PROBLEM TO WORK ON. Would you repeat all of the records underneath, exactly as written?

THE DATA.
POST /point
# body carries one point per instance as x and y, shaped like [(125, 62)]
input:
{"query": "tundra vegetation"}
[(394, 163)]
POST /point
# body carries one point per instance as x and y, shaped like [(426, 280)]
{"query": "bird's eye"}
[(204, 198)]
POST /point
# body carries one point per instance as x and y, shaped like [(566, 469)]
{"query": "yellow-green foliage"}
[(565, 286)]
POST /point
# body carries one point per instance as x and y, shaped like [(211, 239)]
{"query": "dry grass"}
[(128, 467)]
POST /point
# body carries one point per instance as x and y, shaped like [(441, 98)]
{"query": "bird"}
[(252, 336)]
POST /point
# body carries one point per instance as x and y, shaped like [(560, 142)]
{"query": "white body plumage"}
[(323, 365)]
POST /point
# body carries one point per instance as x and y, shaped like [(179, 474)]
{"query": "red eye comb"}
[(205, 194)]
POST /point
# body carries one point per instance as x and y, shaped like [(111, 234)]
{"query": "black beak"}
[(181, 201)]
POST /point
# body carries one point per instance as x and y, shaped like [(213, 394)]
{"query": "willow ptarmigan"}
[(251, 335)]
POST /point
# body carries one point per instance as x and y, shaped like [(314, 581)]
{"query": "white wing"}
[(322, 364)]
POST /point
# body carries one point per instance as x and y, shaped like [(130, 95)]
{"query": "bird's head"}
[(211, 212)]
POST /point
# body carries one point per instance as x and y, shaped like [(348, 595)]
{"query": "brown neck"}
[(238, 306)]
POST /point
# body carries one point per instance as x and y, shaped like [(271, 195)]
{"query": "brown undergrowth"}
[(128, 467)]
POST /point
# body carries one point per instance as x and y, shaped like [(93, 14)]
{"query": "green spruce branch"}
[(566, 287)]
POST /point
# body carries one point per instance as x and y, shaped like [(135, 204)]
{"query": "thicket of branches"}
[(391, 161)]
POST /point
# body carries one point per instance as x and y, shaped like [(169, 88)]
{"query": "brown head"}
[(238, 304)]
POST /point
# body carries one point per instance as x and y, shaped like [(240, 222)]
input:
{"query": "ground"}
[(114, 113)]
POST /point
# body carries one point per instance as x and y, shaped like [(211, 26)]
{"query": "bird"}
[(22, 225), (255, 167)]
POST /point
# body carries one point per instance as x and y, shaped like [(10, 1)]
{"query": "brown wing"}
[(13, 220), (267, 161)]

RESULT OF THIS TASK.
POST /point
# body carries one point per instance as x and y, shaped like [(125, 62)]
input:
{"query": "tundra vegetation"}
[(394, 163)]
POST /point
# body carries one point per instance as x and y, shaped like [(426, 280)]
{"query": "bird's eye"}
[(204, 198)]
POST /point
# body carries one point per instance as x and y, shaped like [(566, 469)]
{"query": "yellow-green foliage"}
[(565, 286)]
POST /point
# body carries one point per instance as x and y, shaped like [(211, 239)]
{"query": "dry grass"}
[(128, 467)]
POST /point
# body carries one point per instance as x and y, shaped like [(441, 98)]
{"query": "bird"}
[(252, 336)]
POST /point
# body carries one point per instance as x and y, shaped like [(560, 142)]
{"query": "white body plumage"}
[(323, 365)]
POST /point
# body carries one point per instance as x and y, shaped like [(179, 474)]
{"query": "red eye comb"}
[(205, 194)]
POST /point
# body carries one point per instance as x and y, shaped like [(111, 234)]
{"query": "black beak"}
[(181, 201)]
POST /point
# body carries one point per instance as x and y, shaped like [(213, 394)]
{"query": "willow ptarmigan"}
[(251, 335)]
POST /point
# body carries one point per instance as x and y, shaped like [(314, 581)]
{"query": "white wing"}
[(322, 364)]
POST /point
# body carries one point per instance as x and y, shaped like [(130, 95)]
{"query": "bird's head"}
[(211, 212)]
POST /point
# body carries one point per instance as x and y, shaped like [(348, 595)]
{"query": "brown neck"}
[(238, 306)]
POST /point
# body carries one point per instance as x and y, shaped like [(271, 195)]
{"query": "brown undergrowth"}
[(128, 467)]
POST /point
# body carries one point per instance as x and y, shaped like [(93, 14)]
{"query": "green spruce branch"}
[(566, 287)]
POST /point
# body carries one point per instance as x and y, shaped like [(135, 204)]
{"query": "thicket of branches"}
[(391, 161)]
POST /point
# body carries one point per instance as x and y, shaped like [(169, 88)]
{"query": "brown head"}
[(238, 304)]
POST /point
# body carries one point per instance as x and y, shaped like [(240, 222)]
input:
{"query": "ground"}
[(114, 113)]
POST /point
# body carries one point per instance as x and y, shaped like [(211, 26)]
{"query": "bird"}
[(22, 225), (255, 167)]
POST /point
# body carries one point per instance as x and y, shaped like [(10, 1)]
{"query": "brown wing"}
[(13, 220), (267, 161)]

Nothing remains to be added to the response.